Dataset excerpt
• • • •

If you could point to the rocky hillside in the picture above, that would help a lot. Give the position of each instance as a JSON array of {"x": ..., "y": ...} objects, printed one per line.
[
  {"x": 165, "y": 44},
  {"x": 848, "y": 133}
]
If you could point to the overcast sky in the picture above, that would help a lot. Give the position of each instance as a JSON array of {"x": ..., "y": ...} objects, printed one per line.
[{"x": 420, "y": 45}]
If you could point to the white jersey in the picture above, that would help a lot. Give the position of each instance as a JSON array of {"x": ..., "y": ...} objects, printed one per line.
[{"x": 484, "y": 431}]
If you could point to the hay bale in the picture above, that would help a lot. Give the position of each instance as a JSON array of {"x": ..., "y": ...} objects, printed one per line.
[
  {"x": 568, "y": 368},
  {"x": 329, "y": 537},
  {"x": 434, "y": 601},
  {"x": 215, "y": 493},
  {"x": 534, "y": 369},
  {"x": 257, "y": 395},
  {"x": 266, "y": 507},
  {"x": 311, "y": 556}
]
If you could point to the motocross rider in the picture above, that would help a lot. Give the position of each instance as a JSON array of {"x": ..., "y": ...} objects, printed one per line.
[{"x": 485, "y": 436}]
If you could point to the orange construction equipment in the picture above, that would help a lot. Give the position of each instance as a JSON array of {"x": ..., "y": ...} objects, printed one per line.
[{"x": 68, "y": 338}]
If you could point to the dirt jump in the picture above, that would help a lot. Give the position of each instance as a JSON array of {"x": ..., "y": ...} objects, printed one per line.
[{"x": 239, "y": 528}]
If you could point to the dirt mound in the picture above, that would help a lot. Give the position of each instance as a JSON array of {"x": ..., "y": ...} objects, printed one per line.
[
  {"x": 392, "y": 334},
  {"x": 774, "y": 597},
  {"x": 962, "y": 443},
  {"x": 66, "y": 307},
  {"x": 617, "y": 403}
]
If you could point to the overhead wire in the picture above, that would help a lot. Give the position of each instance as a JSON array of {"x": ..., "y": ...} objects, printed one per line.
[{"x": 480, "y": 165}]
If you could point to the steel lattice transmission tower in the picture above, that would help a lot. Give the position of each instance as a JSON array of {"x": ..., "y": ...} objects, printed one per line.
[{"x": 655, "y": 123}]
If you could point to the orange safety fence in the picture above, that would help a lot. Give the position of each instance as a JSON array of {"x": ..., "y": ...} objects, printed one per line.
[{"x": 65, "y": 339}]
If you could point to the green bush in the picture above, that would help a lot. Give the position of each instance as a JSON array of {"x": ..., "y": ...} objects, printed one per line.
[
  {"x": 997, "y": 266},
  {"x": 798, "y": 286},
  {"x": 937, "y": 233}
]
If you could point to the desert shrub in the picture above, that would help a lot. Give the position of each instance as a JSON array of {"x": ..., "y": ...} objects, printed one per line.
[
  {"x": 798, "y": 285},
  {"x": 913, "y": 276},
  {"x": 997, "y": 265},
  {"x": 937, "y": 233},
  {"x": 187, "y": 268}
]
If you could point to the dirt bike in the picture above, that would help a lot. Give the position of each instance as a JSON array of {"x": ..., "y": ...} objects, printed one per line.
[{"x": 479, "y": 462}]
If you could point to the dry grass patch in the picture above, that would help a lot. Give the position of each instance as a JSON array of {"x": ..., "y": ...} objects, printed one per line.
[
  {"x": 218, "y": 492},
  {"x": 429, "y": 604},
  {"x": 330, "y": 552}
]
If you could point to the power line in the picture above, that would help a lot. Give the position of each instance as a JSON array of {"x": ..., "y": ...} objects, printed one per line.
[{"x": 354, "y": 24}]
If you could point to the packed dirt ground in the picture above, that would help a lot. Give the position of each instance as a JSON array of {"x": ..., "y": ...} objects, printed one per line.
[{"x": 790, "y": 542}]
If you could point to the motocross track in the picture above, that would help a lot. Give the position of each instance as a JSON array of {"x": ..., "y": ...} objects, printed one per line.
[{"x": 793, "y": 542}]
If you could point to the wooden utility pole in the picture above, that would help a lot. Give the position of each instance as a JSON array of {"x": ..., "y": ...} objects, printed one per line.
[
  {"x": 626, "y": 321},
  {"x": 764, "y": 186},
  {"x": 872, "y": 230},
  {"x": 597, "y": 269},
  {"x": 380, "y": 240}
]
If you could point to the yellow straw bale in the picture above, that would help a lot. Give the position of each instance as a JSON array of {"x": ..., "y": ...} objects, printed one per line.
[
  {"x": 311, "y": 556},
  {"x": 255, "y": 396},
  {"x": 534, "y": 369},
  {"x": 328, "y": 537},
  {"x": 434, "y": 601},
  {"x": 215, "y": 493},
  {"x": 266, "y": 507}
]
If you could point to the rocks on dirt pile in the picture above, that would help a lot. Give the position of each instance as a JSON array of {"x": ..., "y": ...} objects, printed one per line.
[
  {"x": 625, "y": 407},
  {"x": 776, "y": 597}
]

• • • •

**What is being asked:** Quote the lines above word for word.

**Answer to the exercise:**
If you could point to the rocky hillside in the picture above, that would help a lot. Give the position of each instance as a JSON array of {"x": ..., "y": ...} objects, printed one per line.
[
  {"x": 165, "y": 44},
  {"x": 848, "y": 133}
]
If you could point to the overcast sky in the picture above, that would help a lot. Give the position of each instance as a JSON array of {"x": ..., "y": ...} objects, printed one per line.
[{"x": 420, "y": 45}]
If you could point to the white jersey in the picture above, that would help a lot. Give the position of each instance as a JSON array of {"x": ..., "y": ...} objects, printed one per line.
[{"x": 484, "y": 431}]
If you could point to the hay bale in the picture above, that would help a lot. Give the position of each instance as a JSON array of {"x": ..., "y": ...} objects, printed one per line.
[
  {"x": 568, "y": 368},
  {"x": 329, "y": 537},
  {"x": 434, "y": 601},
  {"x": 215, "y": 493},
  {"x": 534, "y": 369},
  {"x": 257, "y": 395},
  {"x": 266, "y": 507},
  {"x": 311, "y": 556}
]
If you could point to the motocross rider in the picture above, that would help a lot. Give the position of each instance as a JSON array of {"x": ..., "y": ...} objects, printed one per line.
[{"x": 485, "y": 436}]
If you could point to the orange construction equipment in the picture above, that would help a lot. Give the position of each instance as a JSON array of {"x": ..., "y": ...} objects, printed one per line.
[{"x": 68, "y": 338}]
If you could point to the dirt jump in the picture above, that would help a lot. Give the position of each instance as a JSON array of {"x": ..., "y": ...} objects, printed one per line.
[{"x": 239, "y": 528}]
If you could point to the dirt mound in the picture above, that would help a lot. Give the position of each instance as a JSON array of {"x": ..., "y": ...} objects, printed one per line.
[
  {"x": 392, "y": 334},
  {"x": 774, "y": 597},
  {"x": 962, "y": 443},
  {"x": 66, "y": 307},
  {"x": 617, "y": 403}
]
If you could point to the overhead wire in the picture above, that would help a lot. Give the position of each instance as a JSON array of {"x": ..., "y": ...} objects, printed one per line.
[{"x": 480, "y": 165}]
If you could point to the steel lattice transmission tower in the picture above, that would help a lot. Give the position of each instance as a JSON array of {"x": ..., "y": ...} objects, printed one per line.
[{"x": 655, "y": 123}]
If you could point to the orange safety fence in the picture above, that would help a lot. Give the position of each instance as a JSON array of {"x": ..., "y": ...} objects, printed one per line.
[{"x": 65, "y": 339}]
If you could point to the green bush in the picture above, that would help a lot. Give the position of each instance as a JSON array of {"x": ..., "y": ...} objects, printed one per line.
[
  {"x": 997, "y": 266},
  {"x": 798, "y": 286},
  {"x": 937, "y": 233}
]
If you could point to the desert shrub in the picture above, that would help a lot. Give the position of each instance as a JSON array of {"x": ..., "y": ...} objects, printed one per line.
[
  {"x": 798, "y": 285},
  {"x": 913, "y": 276},
  {"x": 997, "y": 265},
  {"x": 937, "y": 233},
  {"x": 187, "y": 268}
]
If you could point to the dirt bike in the picture above, that would help a lot. Give the position of each instance as a JSON array of {"x": ..., "y": ...} objects, printed one per line.
[{"x": 479, "y": 462}]
If you could point to the dry grass patch in the picture above, that would help a lot. Give the position of each instance as a JSON array of {"x": ..., "y": ...} objects, printed one per line.
[
  {"x": 218, "y": 492},
  {"x": 429, "y": 604},
  {"x": 330, "y": 552}
]
If you could point to the power line in the picture above, that would help a lot. Give the position of each instance as a JSON array of {"x": ..., "y": ...} objects, printed one per line.
[{"x": 354, "y": 24}]
If you could point to the packed dirt ground in the picture above, that would help a lot. Give the position of each instance as a JSON array of {"x": ..., "y": ...} objects, printed one per line.
[{"x": 790, "y": 542}]
If you could point to the motocross track in the picture above, that would help a lot. Give the position of each instance as a JSON array of {"x": ..., "y": ...} objects, printed one per line.
[{"x": 793, "y": 542}]
If you could point to the wooden utility pole in the picture above, that would help a lot. Give the position of each instance as a JSON array of {"x": ..., "y": ...} objects, printed one per line.
[
  {"x": 626, "y": 321},
  {"x": 764, "y": 186},
  {"x": 872, "y": 230},
  {"x": 597, "y": 269},
  {"x": 380, "y": 240}
]
If you could point to the yellow straw bale in the picture above, that would help a lot. Give the position of each instance as a JSON array of {"x": ..., "y": ...} objects, printed one per line.
[
  {"x": 311, "y": 556},
  {"x": 255, "y": 396},
  {"x": 534, "y": 369},
  {"x": 328, "y": 537},
  {"x": 434, "y": 601},
  {"x": 215, "y": 493},
  {"x": 266, "y": 507}
]
If you could point to the rocks on dirt pile in the picture above, that would help a lot. Give the position of each instance as a JSON array of {"x": ..., "y": ...} objects, printed one per line.
[
  {"x": 625, "y": 407},
  {"x": 776, "y": 597}
]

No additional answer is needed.